• To be done:
Return the exact lines spanning from the line with "In this exercise you will label the tree" through the last line of the entries, boundaries included, and no others.

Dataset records
-----

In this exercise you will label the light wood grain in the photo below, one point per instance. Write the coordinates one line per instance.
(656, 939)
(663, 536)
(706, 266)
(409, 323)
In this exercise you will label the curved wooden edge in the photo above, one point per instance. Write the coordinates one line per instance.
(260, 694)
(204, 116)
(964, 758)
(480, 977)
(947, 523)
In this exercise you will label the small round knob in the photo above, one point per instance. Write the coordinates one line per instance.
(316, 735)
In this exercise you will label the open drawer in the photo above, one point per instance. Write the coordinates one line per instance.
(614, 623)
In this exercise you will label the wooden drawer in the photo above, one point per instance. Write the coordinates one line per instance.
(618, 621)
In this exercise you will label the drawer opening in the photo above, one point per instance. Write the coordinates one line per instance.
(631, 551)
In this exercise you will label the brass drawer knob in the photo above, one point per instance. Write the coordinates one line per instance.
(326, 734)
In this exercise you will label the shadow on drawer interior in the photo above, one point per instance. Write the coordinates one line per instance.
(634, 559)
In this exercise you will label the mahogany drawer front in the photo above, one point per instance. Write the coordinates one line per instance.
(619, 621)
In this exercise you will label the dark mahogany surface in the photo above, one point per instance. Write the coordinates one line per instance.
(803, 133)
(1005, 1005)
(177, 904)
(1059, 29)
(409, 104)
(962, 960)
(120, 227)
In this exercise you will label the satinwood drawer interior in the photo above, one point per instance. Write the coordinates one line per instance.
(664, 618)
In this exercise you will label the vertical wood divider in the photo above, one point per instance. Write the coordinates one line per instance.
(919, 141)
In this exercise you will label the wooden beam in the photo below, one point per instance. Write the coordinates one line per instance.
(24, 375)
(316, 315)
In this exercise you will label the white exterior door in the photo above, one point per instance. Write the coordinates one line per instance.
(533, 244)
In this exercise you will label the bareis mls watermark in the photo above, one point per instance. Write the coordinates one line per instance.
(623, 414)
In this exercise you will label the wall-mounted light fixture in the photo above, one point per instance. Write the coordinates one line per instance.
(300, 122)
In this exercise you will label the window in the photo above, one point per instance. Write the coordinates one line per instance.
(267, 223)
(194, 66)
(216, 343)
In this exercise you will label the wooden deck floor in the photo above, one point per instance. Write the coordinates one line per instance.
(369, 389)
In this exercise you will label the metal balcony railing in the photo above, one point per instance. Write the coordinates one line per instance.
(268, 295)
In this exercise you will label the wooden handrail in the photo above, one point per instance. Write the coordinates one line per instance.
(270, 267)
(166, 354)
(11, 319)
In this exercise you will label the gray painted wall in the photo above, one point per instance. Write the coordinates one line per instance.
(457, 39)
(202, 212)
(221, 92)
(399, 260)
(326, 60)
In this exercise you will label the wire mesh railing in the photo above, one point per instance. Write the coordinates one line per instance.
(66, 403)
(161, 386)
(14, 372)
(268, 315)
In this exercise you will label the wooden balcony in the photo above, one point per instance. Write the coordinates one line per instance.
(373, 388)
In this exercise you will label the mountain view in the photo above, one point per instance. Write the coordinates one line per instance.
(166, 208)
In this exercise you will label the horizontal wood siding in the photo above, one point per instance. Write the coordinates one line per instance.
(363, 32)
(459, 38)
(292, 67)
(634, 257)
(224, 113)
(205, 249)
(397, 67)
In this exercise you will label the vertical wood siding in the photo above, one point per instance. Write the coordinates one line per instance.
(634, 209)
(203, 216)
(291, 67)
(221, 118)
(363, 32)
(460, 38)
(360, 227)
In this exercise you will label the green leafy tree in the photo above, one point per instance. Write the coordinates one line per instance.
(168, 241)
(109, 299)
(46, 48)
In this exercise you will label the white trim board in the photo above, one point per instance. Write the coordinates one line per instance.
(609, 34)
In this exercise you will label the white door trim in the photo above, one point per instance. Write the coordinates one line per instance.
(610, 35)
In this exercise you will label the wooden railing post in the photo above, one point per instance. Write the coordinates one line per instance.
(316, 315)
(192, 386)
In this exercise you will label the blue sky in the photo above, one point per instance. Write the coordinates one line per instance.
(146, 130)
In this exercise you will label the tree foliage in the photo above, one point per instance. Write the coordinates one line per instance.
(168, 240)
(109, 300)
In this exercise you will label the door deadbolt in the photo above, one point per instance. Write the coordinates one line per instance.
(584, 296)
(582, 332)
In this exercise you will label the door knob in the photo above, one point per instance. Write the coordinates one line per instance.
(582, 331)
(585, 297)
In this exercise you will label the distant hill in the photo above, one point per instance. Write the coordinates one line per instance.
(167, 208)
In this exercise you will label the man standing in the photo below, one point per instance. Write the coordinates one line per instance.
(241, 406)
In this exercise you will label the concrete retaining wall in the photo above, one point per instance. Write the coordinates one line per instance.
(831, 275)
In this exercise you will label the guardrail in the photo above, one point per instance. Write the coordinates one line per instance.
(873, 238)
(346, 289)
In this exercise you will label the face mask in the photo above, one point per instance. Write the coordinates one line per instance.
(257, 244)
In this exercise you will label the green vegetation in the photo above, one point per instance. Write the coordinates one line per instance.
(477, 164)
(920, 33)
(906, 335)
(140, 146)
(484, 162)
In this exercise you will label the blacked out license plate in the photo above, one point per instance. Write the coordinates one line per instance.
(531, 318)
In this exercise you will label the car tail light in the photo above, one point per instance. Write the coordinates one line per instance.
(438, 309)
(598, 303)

-----

• Correct answer:
In this exercise you will label the tree foliage in the photo above, one point per instance. Write the coordinates one line per instance.
(168, 240)
(109, 300)
In this exercise you will label the door deadbolt in the photo above, one point per instance. Write the coordinates one line per instance.
(584, 296)
(582, 332)
In this exercise you will label the door knob in the photo above, one point per instance. Write the coordinates one line per instance.
(582, 331)
(585, 297)
In this exercise you will label the distant hill in the photo above, one point per instance. Write the coordinates one line per instance.
(167, 208)
In this exercise you will label the man standing in the photo below, one point per instance. Write the coordinates one line per instance.
(241, 406)
In this exercise you will label the concrete retaining wall in the photo above, one point per instance. Write the coordinates one line per instance.
(831, 275)
In this exercise you will label the guardrail in the photo above, one point per instance. Write the coordinates one line per instance.
(873, 238)
(346, 289)
In this exercise you will label the face mask in the photo above, one point per instance. Write the coordinates one line per instance.
(257, 244)
In this exercise you will label the green vegetation in the photo above, one point per instance. Write the coordinates one line per instance.
(477, 164)
(920, 33)
(906, 335)
(140, 146)
(484, 162)
In this exercise you will label the blacked out license plate in the photo above, one point per instance. Write the coordinates one line per instance.
(531, 318)
In this exercise you will label the car tail light in the photo above, one point per instance. Write the coordinates one line per instance.
(438, 309)
(598, 303)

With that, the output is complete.